Repeat the data that follows verbatim. Images are not part of the copy.

· · · · · · ·

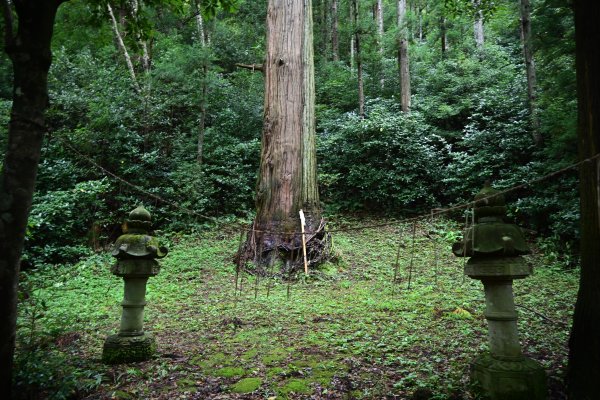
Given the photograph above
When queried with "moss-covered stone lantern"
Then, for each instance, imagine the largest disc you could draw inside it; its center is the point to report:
(495, 249)
(136, 253)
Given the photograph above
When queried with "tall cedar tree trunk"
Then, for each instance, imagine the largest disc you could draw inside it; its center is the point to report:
(335, 42)
(530, 70)
(359, 72)
(478, 32)
(583, 376)
(29, 51)
(403, 61)
(287, 179)
(123, 48)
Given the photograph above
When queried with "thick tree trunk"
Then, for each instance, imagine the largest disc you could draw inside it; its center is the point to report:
(287, 179)
(530, 70)
(583, 373)
(403, 62)
(30, 54)
(359, 71)
(335, 42)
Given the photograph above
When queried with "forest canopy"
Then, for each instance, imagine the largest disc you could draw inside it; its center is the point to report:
(469, 121)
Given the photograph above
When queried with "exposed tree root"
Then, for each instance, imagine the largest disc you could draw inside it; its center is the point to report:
(275, 253)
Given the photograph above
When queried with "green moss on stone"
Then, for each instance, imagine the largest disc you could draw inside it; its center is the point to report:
(250, 354)
(275, 371)
(298, 386)
(246, 385)
(274, 356)
(230, 372)
(124, 349)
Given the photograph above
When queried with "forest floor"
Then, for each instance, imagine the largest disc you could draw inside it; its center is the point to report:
(346, 332)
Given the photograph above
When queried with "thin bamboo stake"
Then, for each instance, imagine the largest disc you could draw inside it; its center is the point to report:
(271, 262)
(302, 223)
(291, 266)
(396, 265)
(465, 243)
(412, 256)
(238, 266)
(435, 248)
(256, 270)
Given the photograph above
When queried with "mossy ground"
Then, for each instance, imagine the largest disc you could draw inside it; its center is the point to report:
(347, 333)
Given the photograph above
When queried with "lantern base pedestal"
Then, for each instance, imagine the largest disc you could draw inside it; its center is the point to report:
(125, 349)
(522, 379)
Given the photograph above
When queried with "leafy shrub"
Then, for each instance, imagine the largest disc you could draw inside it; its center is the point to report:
(60, 221)
(388, 160)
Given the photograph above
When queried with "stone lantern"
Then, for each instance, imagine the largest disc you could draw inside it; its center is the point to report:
(136, 253)
(495, 249)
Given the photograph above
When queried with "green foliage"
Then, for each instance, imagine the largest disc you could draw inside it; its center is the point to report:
(355, 325)
(387, 160)
(60, 222)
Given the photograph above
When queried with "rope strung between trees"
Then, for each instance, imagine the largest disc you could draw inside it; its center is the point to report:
(434, 213)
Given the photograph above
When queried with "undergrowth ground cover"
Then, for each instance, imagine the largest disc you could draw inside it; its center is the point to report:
(346, 332)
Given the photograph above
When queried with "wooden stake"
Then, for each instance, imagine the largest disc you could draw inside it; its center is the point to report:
(302, 222)
(412, 255)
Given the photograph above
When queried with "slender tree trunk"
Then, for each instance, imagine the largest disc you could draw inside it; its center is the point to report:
(583, 373)
(121, 44)
(352, 38)
(287, 175)
(380, 39)
(420, 11)
(335, 43)
(30, 53)
(359, 71)
(443, 41)
(530, 71)
(478, 32)
(325, 29)
(403, 61)
(204, 86)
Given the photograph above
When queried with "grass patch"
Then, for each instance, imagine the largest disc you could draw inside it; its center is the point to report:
(350, 331)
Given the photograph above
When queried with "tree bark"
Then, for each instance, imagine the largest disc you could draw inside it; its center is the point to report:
(287, 179)
(478, 32)
(123, 48)
(335, 42)
(380, 40)
(403, 61)
(352, 38)
(30, 53)
(525, 10)
(359, 71)
(583, 373)
(204, 86)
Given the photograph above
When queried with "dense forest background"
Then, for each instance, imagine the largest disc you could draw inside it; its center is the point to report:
(181, 125)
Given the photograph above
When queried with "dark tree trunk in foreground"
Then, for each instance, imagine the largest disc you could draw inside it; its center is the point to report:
(287, 179)
(583, 377)
(29, 51)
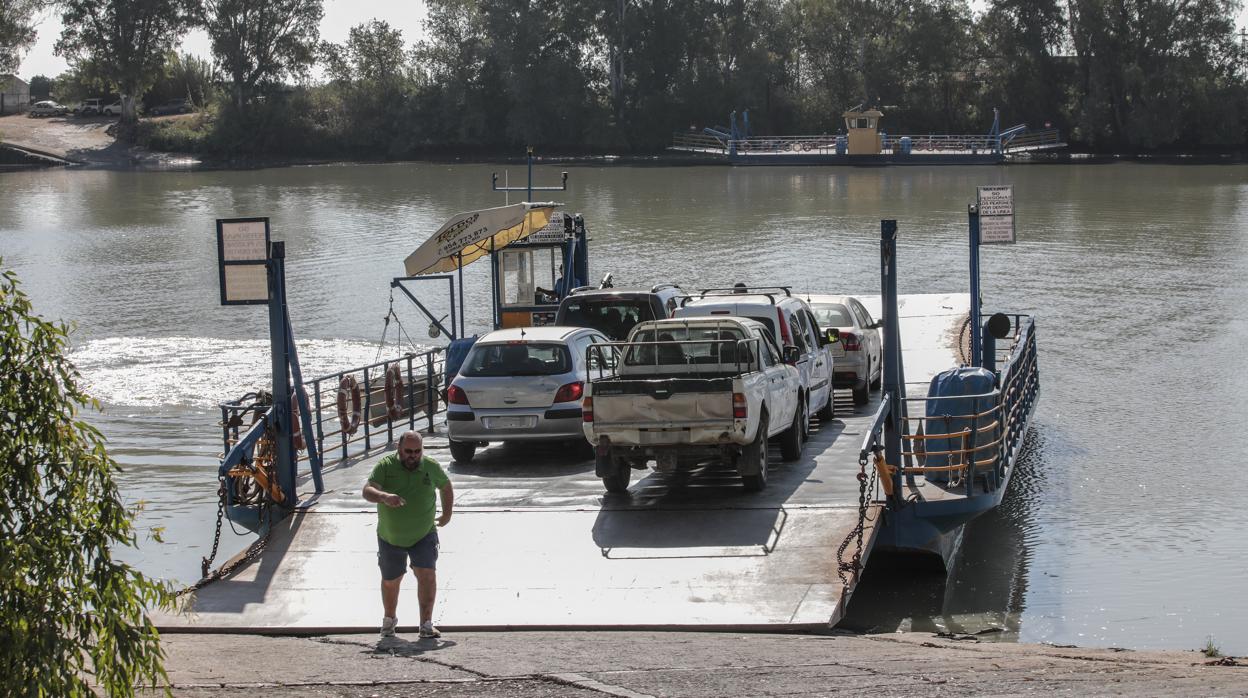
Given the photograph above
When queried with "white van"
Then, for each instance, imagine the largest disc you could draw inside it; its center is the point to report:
(790, 322)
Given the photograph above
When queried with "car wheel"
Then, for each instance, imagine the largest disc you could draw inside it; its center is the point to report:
(828, 411)
(756, 455)
(620, 472)
(463, 451)
(864, 393)
(791, 440)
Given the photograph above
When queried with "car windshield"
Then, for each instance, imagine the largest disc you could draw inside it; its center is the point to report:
(517, 358)
(613, 317)
(831, 315)
(689, 345)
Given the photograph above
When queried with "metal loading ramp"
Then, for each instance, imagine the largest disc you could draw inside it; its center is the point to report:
(537, 543)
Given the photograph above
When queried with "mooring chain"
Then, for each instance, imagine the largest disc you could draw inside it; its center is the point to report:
(206, 563)
(229, 568)
(855, 563)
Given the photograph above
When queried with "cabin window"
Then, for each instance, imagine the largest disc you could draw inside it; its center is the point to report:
(528, 276)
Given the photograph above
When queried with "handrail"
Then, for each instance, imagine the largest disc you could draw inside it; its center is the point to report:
(1002, 422)
(422, 377)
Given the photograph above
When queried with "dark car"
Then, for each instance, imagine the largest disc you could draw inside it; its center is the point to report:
(172, 106)
(615, 311)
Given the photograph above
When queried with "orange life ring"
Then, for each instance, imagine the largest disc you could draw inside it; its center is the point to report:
(348, 387)
(394, 391)
(297, 425)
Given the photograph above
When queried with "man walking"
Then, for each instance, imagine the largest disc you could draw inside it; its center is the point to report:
(402, 487)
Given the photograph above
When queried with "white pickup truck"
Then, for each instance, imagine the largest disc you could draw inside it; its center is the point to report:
(684, 391)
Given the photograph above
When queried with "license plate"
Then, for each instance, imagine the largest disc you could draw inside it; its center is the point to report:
(511, 422)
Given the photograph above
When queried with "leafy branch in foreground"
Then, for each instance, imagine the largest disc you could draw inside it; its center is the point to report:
(70, 614)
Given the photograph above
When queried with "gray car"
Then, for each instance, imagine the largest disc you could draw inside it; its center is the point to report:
(519, 385)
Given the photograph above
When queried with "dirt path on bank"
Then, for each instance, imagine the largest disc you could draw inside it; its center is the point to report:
(650, 664)
(81, 141)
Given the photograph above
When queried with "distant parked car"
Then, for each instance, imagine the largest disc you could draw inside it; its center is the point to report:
(48, 108)
(615, 311)
(858, 355)
(89, 108)
(521, 385)
(174, 106)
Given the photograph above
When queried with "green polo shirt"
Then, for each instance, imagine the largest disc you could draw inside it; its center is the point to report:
(403, 526)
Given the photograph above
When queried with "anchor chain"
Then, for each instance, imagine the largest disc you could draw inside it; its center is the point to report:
(258, 496)
(866, 482)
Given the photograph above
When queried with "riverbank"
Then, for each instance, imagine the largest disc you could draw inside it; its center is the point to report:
(640, 664)
(90, 142)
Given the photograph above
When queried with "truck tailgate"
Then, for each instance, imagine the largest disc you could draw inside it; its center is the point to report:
(663, 402)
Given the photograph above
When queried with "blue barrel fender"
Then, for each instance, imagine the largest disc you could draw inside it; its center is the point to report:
(951, 415)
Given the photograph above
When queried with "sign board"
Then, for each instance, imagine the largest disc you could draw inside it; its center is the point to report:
(242, 261)
(996, 214)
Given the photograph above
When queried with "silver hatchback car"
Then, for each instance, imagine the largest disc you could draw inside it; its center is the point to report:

· · · · · · ·

- [PROBLEM SOLUTION]:
Given the photograph above
When queried with "moss-covered stone lantern"
Then, for each instance, imagine the largest disc you could draw inside it; its center is the point to report:
(495, 249)
(136, 253)
Given the photograph above
When queried with "tall cedar tree trunk"
Then, for each instance, imagine the largest disc you could draw inside it; its center is the point to report:
(335, 42)
(530, 70)
(359, 72)
(478, 32)
(583, 376)
(29, 51)
(403, 61)
(287, 179)
(123, 48)
Given the photograph above
When queried with "thick tree trunk"
Then, for each instance, imagine the largest disc you could draw inside it; its center is the point to report:
(287, 179)
(530, 70)
(583, 373)
(403, 62)
(30, 54)
(359, 71)
(335, 42)
Given the photograph above
When queried with "forest canopy"
Then, for each instance, imagine the largest disc you could draw inside it; its center is the point to report:
(469, 121)
Given the photograph above
When queried with "exposed tree root"
Then, for each instance, imagine the largest disc you could draw inside it; its center is the point to report:
(275, 253)
Given the photograph above
When queried with "green moss on stone"
Then, for each instance, imagine the largest disc you could draw inside it; its center is the point to report:
(250, 354)
(275, 371)
(298, 386)
(246, 385)
(274, 356)
(230, 372)
(124, 349)
Given the photograph above
When queried with "forest floor"
Then, for each instance, imagine the largest disc you could draw inside it; its center is the point to report:
(346, 332)
Given the photograph above
When queried with "thin bamboo stake"
Then, for each instance, imagine the largest disc you could draw inside it; its center is the point to report:
(271, 262)
(302, 223)
(291, 266)
(396, 265)
(465, 243)
(412, 256)
(238, 266)
(435, 248)
(256, 270)
Given the photograph above
When queried with "mossy ground"
Then, for each instance, imagine the largest disc you could draw inside it; its center is the point to report:
(347, 333)
Given the photograph above
When queried with "lantern base pedestal"
Then, for each instance, imagine the largest disc you could draw inside it; its center is the point to report:
(125, 349)
(522, 379)
Given the photograph above
When queried with "leafy shrub"
Then, for each instance, imagine the largest disc you could draw inside it; its center is the point to report:
(60, 221)
(388, 160)
Given the photograph above
When queried with "stone lantern"
Then, for each instance, imagine the largest disc you could draw inside it; its center is the point to report:
(136, 253)
(495, 249)
Given the photograph above
When queried with "green foliage"
Then, for each instance, imagine the largest disc you could draw inside it; its center is the point to report:
(355, 325)
(387, 160)
(60, 222)
Given the photograph above
When queried with "rope strung between trees"
Then, for each instance, imagine the largest disc you could draw inside it; its center is the point to report:
(434, 213)
Given the photograph above
When queried with "undergrowth ground cover"
Then, for each instance, imagine the largest disc you could draw inside it; its center is the point to report:
(346, 332)
Given the photograph above
When queried with "wooden stake"
Then, for each instance, imagine the largest disc you could draw inside it; its center is the point to report:
(302, 222)
(412, 255)
Given the photograph above
When queried with "slender tree trunk"
Then, for each instance, imagine the largest disc you could draw inside it; its center is the point to report:
(583, 373)
(121, 44)
(352, 38)
(287, 175)
(380, 39)
(420, 11)
(335, 43)
(30, 53)
(359, 71)
(443, 41)
(530, 71)
(478, 32)
(325, 29)
(403, 61)
(204, 86)
Given the photograph above
When queried with "grass patch"
Then, for each instance, imagine the largest disc you could draw inside it; its center is the point to report:
(350, 331)
Given the photograph above
When queried with "tree bark"
Then, for each instance, imagine the largest disc you could draw inside it; its center is the point to report:
(287, 179)
(478, 32)
(123, 48)
(335, 42)
(380, 40)
(403, 61)
(352, 38)
(30, 53)
(525, 10)
(359, 71)
(583, 373)
(204, 86)
Given the photograph above
When queried with "dense forest background"
Then, for each instance, imagine the largest disc you could draw inside it; its center is the point to report:
(181, 125)
Given the photograph above
When queried with "dark tree trunk in foreground"
Then, for each instance, imagine the largest disc you could draw inside it; its center is the point to report:
(287, 179)
(583, 377)
(29, 51)
Given the photograph above
When queried with "white van"
Then, for each instance, imagine the largest disc you could draw inside it; its center is the point to report:
(790, 322)
Given the photograph above
When queried with "car wheel"
Then, for each instance, imagine the largest disc you could draw inside it; its center is the point to report:
(828, 411)
(756, 455)
(620, 472)
(463, 451)
(864, 393)
(791, 440)
Given the photograph above
When queried with "car windshield"
Then, for each instance, imagine the largest disc you could draw inside it; its center is the point to report:
(517, 358)
(613, 317)
(831, 315)
(689, 345)
Given the photograph above
When queried with "metal loading ramp"
Then, for each instance, imagine the largest disc you could draw inside it; its center is the point to report:
(537, 543)
Given the photograph above
When queried with "mooring chain"
Then, for each instance, imagine the largest disc you could draw inside it; its center is the point to report:
(206, 563)
(229, 568)
(855, 563)
Given the photograph above
When queried with "cabin window"
Then, for each instance, imagine the largest disc you could draw inside it; its center is the point to report:
(528, 276)
Given the photograph above
When queried with "handrail"
Then, for each instance, imagine the largest disc you could draw inside it; its center is the point to report:
(1002, 422)
(422, 377)
Given the photograph above
When queried with "dark car"
Then, for each instance, imagine the largest disc you could draw inside it; its center is the point to report:
(172, 106)
(615, 311)
Given the photograph above
When queried with "orange life ring"
Then, for each instance, imagine the largest disc you could draw inside it; its center is the point to report:
(348, 387)
(394, 391)
(297, 425)
Given the photograph above
When queried with "man walking"
Then, for each instance, imagine the largest disc you could draw inside it; its center is the point to report:
(402, 487)
Given the photograph above
When queried with "white pickup truck"
Then, for each instance, imagine the largest disc you could draw inside it; its center is the point to report:
(684, 391)
Given the photograph above
When queried with "license plate"
Then, for each instance, imagine the largest disc you could draw inside it; its center is the point to report:
(511, 422)
Given the photograph above
When queried with "leafy branch in foreground"
Then, for each instance, imagine the largest disc you could draw inside it; its center is the point to report:
(70, 614)
Given the photograph above
When queried with "gray car"
Then, for each instance, imagine the largest disc you could draw inside it; its center is the point to report:
(519, 385)
Given the photograph above
When queried with "dirt path on bank"
Then, for each instance, imagine the largest disc you could draw inside it; its center is the point to report:
(650, 664)
(81, 141)
Given the photograph above
When queried with "distant parked car"
Then, for each instance, imagine the largest disc you could draw inside it; its center is the point to report:
(48, 108)
(615, 311)
(858, 355)
(89, 108)
(521, 385)
(174, 106)
Given the photograph above
When queried with "green polo shirt"
Then, for each instance, imagine the largest disc you could draw inside it; its center is the point to report:
(403, 526)
Given the photograph above
When queried with "anchor chain"
Then, for each instance, imagine the largest disc you could draw inside it; its center is the point to report:
(258, 496)
(866, 482)
Given the photograph above
When queried with "riverbank"
Then, for each instance, imagine the largest disc you could draw inside it; its center is the point to report:
(640, 664)
(90, 142)
Given the photograph above
When queried with "truck tailgate"
Then, for each instance, imagine the largest disc you could draw inside it; its center is the point to report:
(663, 402)
Given the photograph above
When queried with "blue barrel fender"
Then, for each instance, imagine the largest disc you could draw inside it; its center is the point to report:
(951, 415)
Given the photograph above
When queried with "sign board"
Then, for each instance, imagine the largest disc you could draw inside it; its center is the point to report:
(242, 261)
(996, 214)
Given the photograph above
When queried with "silver hatchback car"
Then, for each instance, imagine the largest disc you could draw inside it; its center is the point to report:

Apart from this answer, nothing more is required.